# TRECHO FORNECIDO
Mulheres são tidas como frescas e fracas ao menor sinal de
reclamação, então nos acostumamos a suportar dores muito mais
fortes que homens, antes de procurarmos ajuda. Entretanto, crescemos
ouvindo e repetindo coisas como “ela é mais homem que muito
homem”, sem perceber que isso, na verdade, é uma ofensa a todas as
mulheres.
Então, vamos parar de
mandar mulheres e homens fazerem coisas como homem? Até porque o
mundo, criado até agora basicamente por homens, anda uma boa bosta
atualmente. Se você precisa mandar alguém fazer algo como outro,
mande fazer como Papai Noel, por exemplo, que consegue carregar nas
costas e entregar bilhões de presentes em uma noite! Ou como Mamãe
Noel, porque garanto que quem segura as pontas é ela, enquanto ele
leva toda a glória.

# TAREFA PROPOSTA 1
Com base no trecho fornecido, explique por que as mulheres se acostumam a suportar dores muito mais fortes que os homens antes de procurar ajuda. Responda em uma a três frases.
# TAREFA PROPOSTA 2
Segundo o trecho fornecido, o que Papai Noel consegue fazer em uma noite?
# TAREFA PROPOSTA 3
Reproduza, sem nenhuma alteração, a parte do trecho fornecido que começa nas palavras "Então, vamos parar" e termina após "toda a glória.".

# SEÇÃO DE DADOS
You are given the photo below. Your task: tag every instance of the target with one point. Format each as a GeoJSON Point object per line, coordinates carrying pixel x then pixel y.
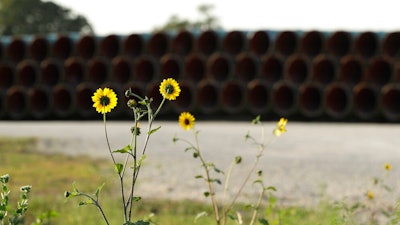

# RESPOSTA ESPERADA 1
As mulheres são tidas como frescas e fracas ao menor sinal de reclamação. Por isso, acostumam-se a suportar dores muito mais fortes que os homens antes de procurar ajuda.

# RESPOSTA ESPERADA 2
Consegue carregar nas costas e entregar bilhões de presentes.

# RESPOSTA ESPERADA 3
Então, vamos parar de
mandar mulheres e homens fazerem coisas como homem? Até porque o
mundo, criado até agora basicamente por homens, anda uma boa bosta
atualmente. Se você precisa mandar alguém fazer algo como outro,
mande fazer como Papai Noel, por exemplo, que consegue carregar nas
costas e entregar bilhões de presentes em uma noite! Ou como Mamãe
Noel, porque garanto que quem segura as pontas é ela, enquanto ele
leva toda a glória.